- **Task A**: Name every animal mentioned in the passage on travel in Thailand and Cambodia.
- **Task B**: Pick up the passage on travel in Thailand and Cambodia after its final sentence and write on in the same voice.

- **Passage**:

=-=-=-=-=

Current hit movie in Bangkok

Mindfulness and Murder. A story of drug trade, betrayal, and murder by a group of monks in a Buddhist temple. Page corner: “Also there’s a snake.”

Dear fellow American traveler (You so sexxy)

Dear fellow American traveler,

You: A wiry sixtysomething white dude traveling alone. Me: A non-wiry thirtysomething white lady traveling with my husband. Our paths, which crossed so briefly on the sweltering three-hour van ride from the Thai-Cambodian border to Siem Reap, have now diverged permanently, I fear. I can only write my heart here, in the privacy of the Internet.

It was so awesome the way you put our drivers at ease by asking them if it was easy to score drugs in Siem Reap during Khmer New Year. They may have laughed hollowly as you mimed injecting something into your arm, but I know that in their hearts they appreciated your humor.

Almost as good was your repeated carping about the van’s weak air conditioning. I think all twelve of your fellow passengers felt solidarity with your harshly barked commands and accompanying “turn it up” gestures. And telling the drivers that you were the guest and they were the employees undoubtedly clarified matters for everyone.

I think my favorite part, though, was when you told that group of little Cambodian girls to get a job. Thinking about the dusty and remote village where we encountered them, with its palm-and-bamboo shacks, flock of filthy geese, and a cat glaring out balefully from its perch in a pile of garbage, I’m surprised those seven-year-olds didn’t think of job-hunting sooner. You really told them what was what.

=-=-=-=-=

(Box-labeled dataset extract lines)

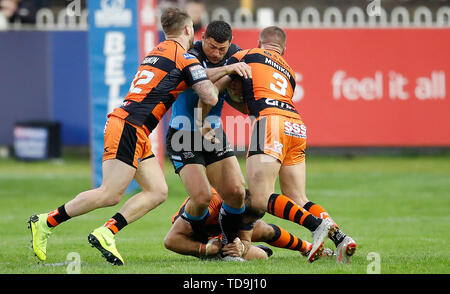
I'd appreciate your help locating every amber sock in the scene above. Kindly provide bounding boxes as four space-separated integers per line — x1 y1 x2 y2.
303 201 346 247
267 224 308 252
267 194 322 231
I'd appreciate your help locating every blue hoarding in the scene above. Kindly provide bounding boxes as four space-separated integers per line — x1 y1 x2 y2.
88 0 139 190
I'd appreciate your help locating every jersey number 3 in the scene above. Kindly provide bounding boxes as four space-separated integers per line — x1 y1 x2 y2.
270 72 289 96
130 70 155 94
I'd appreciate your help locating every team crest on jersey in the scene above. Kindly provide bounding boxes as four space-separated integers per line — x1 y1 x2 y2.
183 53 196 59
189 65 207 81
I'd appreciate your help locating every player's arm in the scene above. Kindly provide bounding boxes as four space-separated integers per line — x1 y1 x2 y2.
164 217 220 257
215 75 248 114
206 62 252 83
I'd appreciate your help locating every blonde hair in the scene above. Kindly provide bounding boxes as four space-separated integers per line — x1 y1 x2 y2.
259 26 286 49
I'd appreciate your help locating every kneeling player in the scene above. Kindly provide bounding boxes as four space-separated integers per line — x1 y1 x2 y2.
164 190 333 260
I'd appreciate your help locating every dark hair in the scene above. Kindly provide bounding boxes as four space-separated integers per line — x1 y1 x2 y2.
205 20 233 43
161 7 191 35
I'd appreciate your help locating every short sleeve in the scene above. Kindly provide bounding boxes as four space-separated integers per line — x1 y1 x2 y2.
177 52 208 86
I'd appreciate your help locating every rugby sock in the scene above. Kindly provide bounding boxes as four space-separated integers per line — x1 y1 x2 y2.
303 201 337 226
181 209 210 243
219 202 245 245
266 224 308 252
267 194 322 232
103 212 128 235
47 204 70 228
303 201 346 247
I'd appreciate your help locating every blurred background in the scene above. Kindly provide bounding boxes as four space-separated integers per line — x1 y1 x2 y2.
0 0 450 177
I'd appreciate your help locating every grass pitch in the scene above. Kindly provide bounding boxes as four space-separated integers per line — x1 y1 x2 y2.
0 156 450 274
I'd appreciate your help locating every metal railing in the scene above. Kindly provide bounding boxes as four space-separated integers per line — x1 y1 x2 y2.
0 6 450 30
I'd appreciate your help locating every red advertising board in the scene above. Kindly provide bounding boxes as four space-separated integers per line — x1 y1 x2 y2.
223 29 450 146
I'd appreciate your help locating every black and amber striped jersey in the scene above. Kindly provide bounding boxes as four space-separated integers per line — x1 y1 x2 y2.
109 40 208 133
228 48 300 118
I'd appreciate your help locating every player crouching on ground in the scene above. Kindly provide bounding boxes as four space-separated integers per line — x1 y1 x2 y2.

=-=-=-=-=

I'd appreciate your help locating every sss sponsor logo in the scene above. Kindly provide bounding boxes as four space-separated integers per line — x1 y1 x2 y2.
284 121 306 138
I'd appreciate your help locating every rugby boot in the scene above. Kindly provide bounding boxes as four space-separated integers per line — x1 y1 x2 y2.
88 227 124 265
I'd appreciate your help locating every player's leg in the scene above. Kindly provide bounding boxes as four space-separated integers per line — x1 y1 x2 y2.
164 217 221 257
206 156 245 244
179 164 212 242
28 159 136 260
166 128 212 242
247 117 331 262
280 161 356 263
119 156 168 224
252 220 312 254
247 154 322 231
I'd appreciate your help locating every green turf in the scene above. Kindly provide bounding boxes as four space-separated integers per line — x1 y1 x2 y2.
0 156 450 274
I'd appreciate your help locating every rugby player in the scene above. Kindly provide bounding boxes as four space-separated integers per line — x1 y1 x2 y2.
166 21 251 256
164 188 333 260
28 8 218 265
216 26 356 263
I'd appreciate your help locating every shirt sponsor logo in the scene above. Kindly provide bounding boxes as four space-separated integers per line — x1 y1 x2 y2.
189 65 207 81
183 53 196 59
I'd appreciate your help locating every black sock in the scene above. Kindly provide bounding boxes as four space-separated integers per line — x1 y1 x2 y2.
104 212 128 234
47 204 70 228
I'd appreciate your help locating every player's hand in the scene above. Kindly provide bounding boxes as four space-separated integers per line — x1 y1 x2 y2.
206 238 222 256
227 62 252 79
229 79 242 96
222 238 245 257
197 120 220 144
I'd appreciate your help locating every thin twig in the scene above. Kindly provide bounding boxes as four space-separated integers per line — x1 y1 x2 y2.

=-=-=-=-=

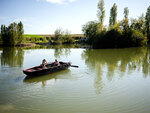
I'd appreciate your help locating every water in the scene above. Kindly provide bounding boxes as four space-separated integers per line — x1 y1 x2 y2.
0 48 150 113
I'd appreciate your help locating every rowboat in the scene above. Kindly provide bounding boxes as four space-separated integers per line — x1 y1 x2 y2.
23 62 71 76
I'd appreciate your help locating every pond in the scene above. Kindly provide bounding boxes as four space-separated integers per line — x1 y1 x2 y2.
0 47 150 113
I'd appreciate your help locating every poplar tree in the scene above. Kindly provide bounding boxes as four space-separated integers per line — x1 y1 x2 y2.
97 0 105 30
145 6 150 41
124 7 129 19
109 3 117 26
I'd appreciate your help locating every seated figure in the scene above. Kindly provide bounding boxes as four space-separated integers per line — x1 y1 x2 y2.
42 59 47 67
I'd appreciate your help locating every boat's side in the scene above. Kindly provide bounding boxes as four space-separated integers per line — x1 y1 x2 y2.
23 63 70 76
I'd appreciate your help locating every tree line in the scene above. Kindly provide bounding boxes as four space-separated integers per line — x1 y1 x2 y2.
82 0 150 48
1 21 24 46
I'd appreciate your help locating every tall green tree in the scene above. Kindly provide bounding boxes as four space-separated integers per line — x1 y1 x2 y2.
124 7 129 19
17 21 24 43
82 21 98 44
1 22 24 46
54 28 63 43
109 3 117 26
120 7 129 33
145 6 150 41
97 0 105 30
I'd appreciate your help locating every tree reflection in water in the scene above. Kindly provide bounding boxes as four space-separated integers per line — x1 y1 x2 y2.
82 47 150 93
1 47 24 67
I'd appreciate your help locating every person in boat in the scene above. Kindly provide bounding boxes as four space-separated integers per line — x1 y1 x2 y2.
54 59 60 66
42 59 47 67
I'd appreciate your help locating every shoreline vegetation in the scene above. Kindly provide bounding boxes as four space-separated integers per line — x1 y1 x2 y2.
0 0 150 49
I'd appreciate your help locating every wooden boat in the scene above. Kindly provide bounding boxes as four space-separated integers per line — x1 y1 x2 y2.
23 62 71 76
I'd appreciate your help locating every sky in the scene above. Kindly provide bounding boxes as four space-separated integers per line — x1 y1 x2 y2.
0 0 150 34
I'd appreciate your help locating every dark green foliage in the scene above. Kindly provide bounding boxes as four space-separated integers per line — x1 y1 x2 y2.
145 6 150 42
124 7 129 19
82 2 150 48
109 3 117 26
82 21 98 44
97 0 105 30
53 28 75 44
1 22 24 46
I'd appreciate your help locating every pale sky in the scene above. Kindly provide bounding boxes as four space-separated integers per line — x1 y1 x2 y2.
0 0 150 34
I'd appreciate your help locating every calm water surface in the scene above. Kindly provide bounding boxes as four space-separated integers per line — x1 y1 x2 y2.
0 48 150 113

=-=-=-=-=

- **Expected output A**: snake, geese, cat

- **Expected output B**:
Ah, well, that’s all from me for now, fellow traveler. Just a note of appreciation from deep in my heart. I hope that whatever you were looking for in Cambodia, you found it. I hope that whichever guest house you ended up selecting ripped you off mercilessly. I love your shorts.

Sincerely,
Page, fellow sanctimonious American at large

A Japanese(-ish) poem on Thai massage

So the massage won out over the tour of the red-light district. Victory is mine! Here is a little haiku in honor of my triumph.

Ode to Ruen Nuad

Pulverizing, cheap,
heavenly Thai massage. Quick:
Where’s Victoria?

Notes on Travel Technology

This is the first time that I’ve travelled with really any form of technology. Usually, on a trip, I want to get away from absolutely everything. But, in this case, I’m going to be gone for a rather long time, and space is at a premium, so things digital are along for the ride.

Things learned thus far:

Travel Guidebooks in PDF and on the Kindle. This has turned out to be surprisingly useful. Guidebooks are heavy and unwieldy, and when you’re going to 12+ countries, it’s not reasonable to have them all on hand. Even when you’re out for a single day, though, the book is pretty heavy. Since I, of course, need to maintain my sartorial standing, I couldn’t possibly carry a bag or pack, which means the book inevitably ends up in Page’s purse, which ultimately leads to: frown Page. Given all this, I gave PDF guidebooks a shot. Lonely Planet sells PDF versions of nearly all of its books, and a few others are following along slowly.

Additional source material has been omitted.